→ **EXERCISE DETAILS**:
Copy out the listing below, swapping each occurrence of "separate" for "disconnected" and leaving everything else unchanged.

→ **RAW RECORDS**:
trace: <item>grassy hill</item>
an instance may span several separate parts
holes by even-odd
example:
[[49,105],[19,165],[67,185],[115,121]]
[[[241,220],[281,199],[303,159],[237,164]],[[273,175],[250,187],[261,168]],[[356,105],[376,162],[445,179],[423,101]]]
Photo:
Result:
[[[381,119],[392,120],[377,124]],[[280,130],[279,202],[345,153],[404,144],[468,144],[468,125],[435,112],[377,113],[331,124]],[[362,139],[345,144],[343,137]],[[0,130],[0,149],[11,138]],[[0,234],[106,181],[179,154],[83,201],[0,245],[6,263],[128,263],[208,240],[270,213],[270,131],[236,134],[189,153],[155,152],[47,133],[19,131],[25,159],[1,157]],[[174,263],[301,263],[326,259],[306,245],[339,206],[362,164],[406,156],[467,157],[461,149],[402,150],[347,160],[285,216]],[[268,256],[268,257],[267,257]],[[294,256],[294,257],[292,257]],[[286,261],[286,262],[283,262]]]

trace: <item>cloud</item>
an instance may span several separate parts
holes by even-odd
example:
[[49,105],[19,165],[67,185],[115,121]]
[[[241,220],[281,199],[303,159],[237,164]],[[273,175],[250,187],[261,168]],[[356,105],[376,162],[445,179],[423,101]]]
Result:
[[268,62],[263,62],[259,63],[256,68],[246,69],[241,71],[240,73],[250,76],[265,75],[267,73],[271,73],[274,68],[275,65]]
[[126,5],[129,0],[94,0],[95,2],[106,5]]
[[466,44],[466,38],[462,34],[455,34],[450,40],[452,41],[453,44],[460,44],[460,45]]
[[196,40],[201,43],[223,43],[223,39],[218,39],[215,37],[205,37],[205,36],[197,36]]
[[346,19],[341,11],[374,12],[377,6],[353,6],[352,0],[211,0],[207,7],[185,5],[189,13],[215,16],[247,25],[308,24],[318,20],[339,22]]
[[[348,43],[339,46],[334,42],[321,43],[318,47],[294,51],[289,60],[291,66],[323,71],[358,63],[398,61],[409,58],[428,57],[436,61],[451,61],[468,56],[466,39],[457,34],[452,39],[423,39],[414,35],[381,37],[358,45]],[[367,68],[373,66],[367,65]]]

→ **RESULT FOR THIS EXERCISE**:
trace: <item>grassy hill</item>
an instance may span several disconnected parts
holes by even-odd
example:
[[49,105],[19,165],[67,185],[115,121]]
[[[241,220],[281,199],[303,159],[237,164]],[[273,175],[250,187],[261,168]],[[356,105],[376,162],[445,179],[423,101]]]
Photo:
Result:
[[[381,119],[392,120],[377,124]],[[280,130],[279,202],[345,153],[404,144],[468,144],[468,125],[435,112],[377,113],[331,124]],[[362,139],[345,144],[343,137]],[[0,130],[0,149],[11,138]],[[0,234],[106,181],[179,154],[83,201],[0,245],[6,263],[128,263],[208,240],[270,213],[270,131],[236,134],[189,153],[155,152],[47,133],[19,131],[25,159],[1,157]],[[174,263],[301,263],[326,259],[306,245],[339,206],[362,164],[406,156],[467,157],[461,149],[402,150],[347,160],[285,216]],[[268,256],[268,257],[267,257]],[[294,256],[294,257],[292,257]],[[286,261],[286,262],[283,262]]]

trace: <item>cloud</item>
an instance may span several disconnected parts
holes by even-odd
example:
[[49,105],[19,165],[67,185],[115,121]]
[[[241,220],[281,199],[303,159],[237,164]],[[273,175],[250,187],[261,168]],[[356,105],[376,162],[445,179],[423,101]]]
Result:
[[268,62],[263,62],[259,63],[256,68],[246,69],[241,71],[240,73],[250,76],[265,75],[267,73],[271,73],[274,68],[275,65]]
[[126,5],[129,0],[94,0],[95,2],[106,5]]
[[466,44],[466,38],[462,34],[455,34],[450,40],[452,41],[453,44],[460,44],[460,45]]
[[196,40],[201,43],[223,43],[223,39],[218,39],[215,37],[205,37],[205,36],[197,36]]
[[346,19],[341,11],[374,12],[377,6],[353,6],[352,0],[211,0],[207,7],[185,5],[189,13],[215,16],[247,25],[308,24],[318,20],[339,22]]
[[[348,43],[339,46],[334,42],[321,43],[318,47],[294,51],[289,60],[291,66],[323,71],[358,63],[398,61],[409,58],[428,57],[436,61],[451,61],[468,56],[466,39],[457,34],[452,39],[423,39],[414,35],[381,37],[358,45]],[[367,68],[373,66],[367,65]]]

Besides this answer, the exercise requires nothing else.